§ **SET TASK**
Set down each entry from the block beneath, exactly as written.

§ **RECORDS TO PROCESS**
━━━━━━━━━━

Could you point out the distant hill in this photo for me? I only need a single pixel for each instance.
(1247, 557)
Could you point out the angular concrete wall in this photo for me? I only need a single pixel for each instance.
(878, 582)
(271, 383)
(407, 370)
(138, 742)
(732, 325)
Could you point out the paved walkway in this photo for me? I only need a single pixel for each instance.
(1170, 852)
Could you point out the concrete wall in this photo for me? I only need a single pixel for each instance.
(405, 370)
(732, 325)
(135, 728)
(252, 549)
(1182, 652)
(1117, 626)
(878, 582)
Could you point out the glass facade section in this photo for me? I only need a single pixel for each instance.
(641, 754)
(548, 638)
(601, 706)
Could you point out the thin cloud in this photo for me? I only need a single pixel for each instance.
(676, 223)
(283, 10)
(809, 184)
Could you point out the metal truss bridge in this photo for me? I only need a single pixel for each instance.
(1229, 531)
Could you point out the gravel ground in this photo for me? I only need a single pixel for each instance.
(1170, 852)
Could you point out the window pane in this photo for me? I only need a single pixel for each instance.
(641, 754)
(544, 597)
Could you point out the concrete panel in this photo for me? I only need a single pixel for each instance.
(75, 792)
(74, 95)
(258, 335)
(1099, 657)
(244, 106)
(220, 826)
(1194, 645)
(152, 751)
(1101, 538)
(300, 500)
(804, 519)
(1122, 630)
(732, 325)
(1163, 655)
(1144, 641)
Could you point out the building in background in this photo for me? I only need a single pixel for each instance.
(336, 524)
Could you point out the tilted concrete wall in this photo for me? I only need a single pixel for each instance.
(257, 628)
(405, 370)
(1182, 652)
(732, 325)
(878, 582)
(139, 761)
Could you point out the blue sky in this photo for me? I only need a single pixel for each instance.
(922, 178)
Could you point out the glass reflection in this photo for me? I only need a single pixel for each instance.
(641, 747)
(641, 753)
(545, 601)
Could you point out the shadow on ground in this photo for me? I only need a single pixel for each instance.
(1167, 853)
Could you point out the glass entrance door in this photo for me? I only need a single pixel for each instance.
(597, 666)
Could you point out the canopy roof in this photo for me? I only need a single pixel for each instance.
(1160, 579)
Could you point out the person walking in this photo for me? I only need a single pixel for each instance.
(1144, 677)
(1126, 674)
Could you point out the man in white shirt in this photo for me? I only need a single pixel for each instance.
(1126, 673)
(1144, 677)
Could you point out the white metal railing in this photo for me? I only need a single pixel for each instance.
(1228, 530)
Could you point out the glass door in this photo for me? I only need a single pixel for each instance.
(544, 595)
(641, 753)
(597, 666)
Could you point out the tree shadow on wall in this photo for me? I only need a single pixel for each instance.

━━━━━━━━━━

§ **WRITTEN SOLUTION**
Could you point out the distant hill in this photo for me? I only need a single pixel for each instance.
(1247, 557)
Could you point out the angular concrete wall in this photo for me? I only need a single pixel for each instance.
(878, 582)
(271, 383)
(407, 370)
(138, 742)
(732, 325)
Could you point out the paved walkway in this photo for me? I only need a single pixel for each instance.
(1170, 852)
Could you point out the concrete wall in this photo for me? I only need a single pixel for each instance.
(405, 370)
(732, 325)
(135, 728)
(252, 549)
(1182, 652)
(1117, 626)
(878, 582)
Could you point out the glass facade section in this photo for me? I only need a single pixel for each instance.
(641, 754)
(548, 638)
(601, 706)
Could you point out the thin cloud in this photo for me? I only need a single pixel for each instance.
(676, 223)
(283, 10)
(809, 184)
Could you point out the metal truss bridge in this photo for me? I only need a single pixel for each instance.
(1229, 531)
Could you point out the gravel ground in this photo for me? I only need a single pixel for each instance.
(1170, 852)
Could you point out the window pane in this photo for me? I only need a single pixel for each instance.
(641, 754)
(544, 597)
Could you point out the concrete panel in this photo for me? I only need a single pixel for each instance.
(75, 792)
(74, 95)
(258, 335)
(1099, 657)
(244, 106)
(220, 826)
(1194, 645)
(152, 751)
(1101, 538)
(300, 500)
(804, 519)
(1122, 630)
(732, 325)
(1163, 655)
(1144, 641)
Could you point out the building in background in this photo for me? I only need a single pixel for each instance.
(336, 524)
Could you point out the tilted concrete wall in this photo for me? I only need a single pixel for each instance.
(257, 628)
(405, 370)
(1182, 652)
(732, 325)
(878, 582)
(139, 761)
Could you point out the blue sky in this photo for me? I only need a single pixel for each instance.
(922, 178)
Could you point out the glass reflection in this photo for me? I only need a single pixel for each instance.
(641, 747)
(641, 753)
(545, 601)
Could you point out the shadow on ground in this photo for me? I only need a single pixel for each instance.
(1167, 853)
Could you point out the glass entrance door in this photo for me? I only need a single pixel for each instance.
(597, 666)
Could you point out the canopy roof in this photo for me? I only need a single pixel for each instance.
(1160, 579)
Could you point out the person walking in this photo for me? I only need a single pixel for each instance.
(1144, 677)
(1126, 674)
Could you point out the man in white shirt in this photo for me? I only need a single pixel for each instance.
(1126, 673)
(1144, 677)
Could you point out the white metal railing in this photo for me? I only need a single pixel for each instance.
(1228, 530)
Could you point out the glass door in this photo for me? I only need a single pixel for each instance.
(544, 595)
(641, 753)
(597, 666)
Could you point out the tree shadow on wall in this photo for me? I only need a single pixel for each instance.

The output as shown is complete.